** TESTO SCELTO **
•••
La popolazione di immigrati contribuisce notevolmente alla crescita demografica in numerosi Paesi OCSE. Nel 2009, i nati all’estero rappresentavano il 14% della popolazione totale nei Paesi OCSE per i quali erano disponibili dati. Ciò costituisce un aumento del 13% rispetto al 2006 e del 37% rispetto allo scorso decennio. In 20 Paesi OCSE su 34, gli immigrati hanno superato il 10% della popolazione totale. I Paesi tradizionali di immigrazione come la Germania e i Paesi Bassi (con popolazioni di immigrati rispettivamente del 13% e 11%) sono stati sorpassati dai nuovi Paesi di immigrazione come l’Irlanda e la Spagna.
Nel 2009 e 2010, l’evoluzione delle politiche migratorie ha in parte risentito del rallentamento economico e delle misure restrittive adottate in alcuni Paesi OCSE nei confronti della migrazione a scopo di lavoro. È il caso, ad esempio, della Spagna o dell’Irlanda o anche del Regno Unito, dove il cambio di governo ha introdotto un approccio molto più restrittivo in materia di immigrazione a scopo di lavoro. Allo stesso modo, le politiche per la gestione dell’immigrazione per motivi umanitari e familiari e i controlli alle frontiere si sono inaspriti nel periodo in esame,
In parallelo, i programmi di integrazione destinati ai nuovi arrivati, come le famiglie e i rifugiati, si stanno diffondendo sempre di più e numerosi Paesi OCSE ne stanno ampliando la portata al fine di migliorare la capacità di comunicazione dei nuovi immigrati nella lingua del Paese ospitante nonché le loro conoscenze delle principali istituzioni della società di accoglienza. Nel 2009-2010 v’è stato altresì un incremento di misure intese a integrare gli immigrati nel mercato del lavoro, in particolare in termini di riconoscimento delle qualifiche ottenute all’estero; inoltre, l’integrazione dei figli di immigrati continua a polarizzare l’attenzione dei politici.
•••
** SEZIONE DATI **
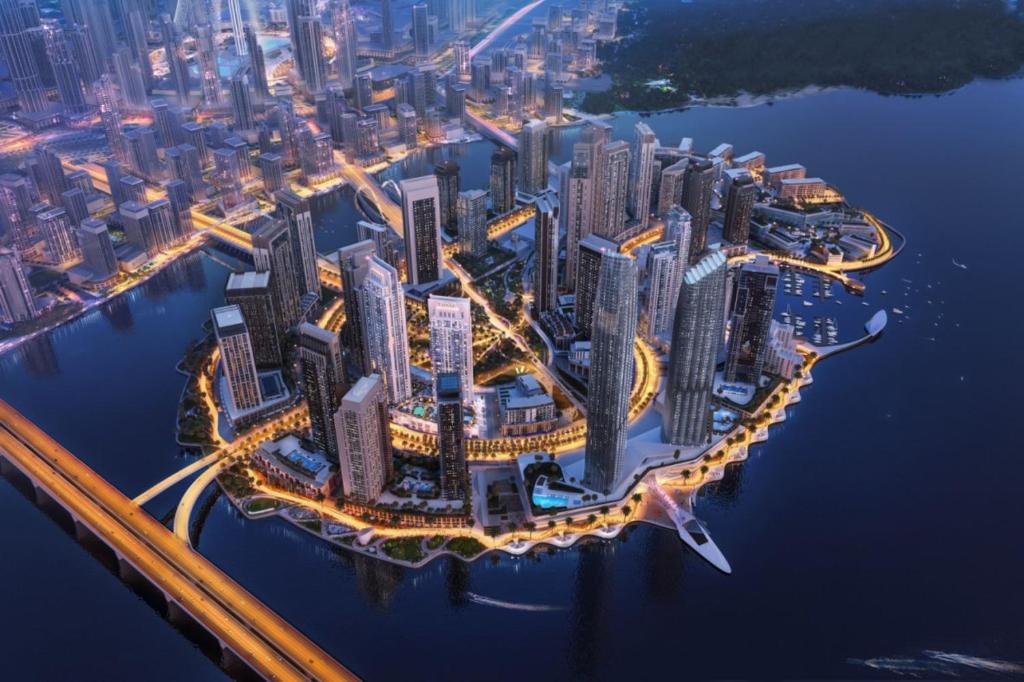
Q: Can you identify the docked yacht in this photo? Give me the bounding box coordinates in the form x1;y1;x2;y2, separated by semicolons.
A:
650;481;732;573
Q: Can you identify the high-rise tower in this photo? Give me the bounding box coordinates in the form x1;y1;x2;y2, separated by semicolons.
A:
662;251;726;445
584;252;637;493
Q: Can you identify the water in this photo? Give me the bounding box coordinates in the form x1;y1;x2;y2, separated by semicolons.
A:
0;81;1024;679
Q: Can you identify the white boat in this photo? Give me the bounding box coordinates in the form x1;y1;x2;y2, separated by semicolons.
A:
650;482;732;573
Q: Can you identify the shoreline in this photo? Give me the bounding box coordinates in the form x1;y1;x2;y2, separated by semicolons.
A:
0;231;209;355
574;74;1024;118
217;352;823;568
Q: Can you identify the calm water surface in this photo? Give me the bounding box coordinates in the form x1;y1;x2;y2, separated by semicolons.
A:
0;81;1024;679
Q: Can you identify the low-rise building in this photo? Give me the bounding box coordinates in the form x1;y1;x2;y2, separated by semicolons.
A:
765;319;804;380
498;375;558;436
252;435;339;499
777;177;828;202
807;242;843;265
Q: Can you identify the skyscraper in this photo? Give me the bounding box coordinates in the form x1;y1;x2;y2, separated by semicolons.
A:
644;242;687;339
628;122;657;227
210;305;263;411
164;180;194;241
395;103;418;150
558;151;594;291
230;69;256;131
381;0;394;52
338;240;376;374
490;146;516;215
276;189;321;298
657;159;689;215
43;23;88;114
413;2;430;59
398;175;441;285
196;26;220;106
252;218;301;337
0;0;47;114
118;200;153;257
434;372;469;500
519;119;548;195
434;160;459;235
331;0;358;88
684;159;715;264
0;173;36;251
456;189;487;258
259;152;285;197
36;208;81;265
358;256;413;404
534;195;558;317
427;296;473;400
334;374;392;503
160;14;189;104
78;218;118;282
722;174;758;244
227;0;243;56
287;0;327;92
243;26;270;99
662;251;727;445
725;256;778;386
299;323;347;462
0;248;36;325
584;251;637;494
76;0;118;71
575;235;618;339
224;271;284;369
452;39;469;76
592;140;630;240
121;7;154;91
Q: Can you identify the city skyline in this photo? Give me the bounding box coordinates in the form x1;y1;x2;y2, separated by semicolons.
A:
0;0;958;679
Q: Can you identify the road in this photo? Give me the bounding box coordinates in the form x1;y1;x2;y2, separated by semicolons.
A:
0;401;357;681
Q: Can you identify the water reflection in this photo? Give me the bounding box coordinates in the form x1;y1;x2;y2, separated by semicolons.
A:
99;294;135;334
643;529;686;604
17;334;60;378
354;551;406;611
568;542;615;679
444;556;470;608
377;140;495;190
309;185;364;253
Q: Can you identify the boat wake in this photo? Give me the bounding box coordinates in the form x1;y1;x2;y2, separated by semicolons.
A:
466;592;565;613
847;650;1024;679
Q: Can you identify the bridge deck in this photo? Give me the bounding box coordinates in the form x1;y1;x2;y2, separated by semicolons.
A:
0;400;357;680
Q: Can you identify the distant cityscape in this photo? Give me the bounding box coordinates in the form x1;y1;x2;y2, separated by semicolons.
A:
0;0;904;677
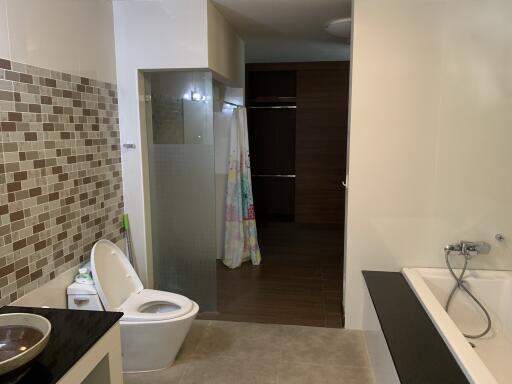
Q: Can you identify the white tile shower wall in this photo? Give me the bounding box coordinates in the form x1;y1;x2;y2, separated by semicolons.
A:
•••
Per ogni affermazione, indica con sì o no se concorda con il testo sull'immigrazione nei Paesi OCSE e riporta alla lettera le parole del testo che lo stabiliscono. (a) Nel 2009 i nati all'estero erano il 14% della popolazione totale nei Paesi OCSE con dati disponibili. (b) In tutti i 34 Paesi OCSE gli immigrati superavano il 10% della popolazione totale. (c) Nel Regno Unito il cambio di governo ha reso più restrittivo l'approccio all'immigrazione a scopo di lavoro. I record sono materiale separato dal testo.

** RISPOSTA SCRITTA **
(a) Sì: "Nel 2009, i nati all’estero rappresentavano il 14% della popolazione totale nei Paesi OCSE per i quali erano disponibili dati."
(b) No: "In 20 Paesi OCSE su 34, gli immigrati hanno superato il 10% della popolazione totale."
(c) Sì: "dove il cambio di governo ha introdotto un approccio molto più restrittivo in materia di immigrazione a scopo di lavoro."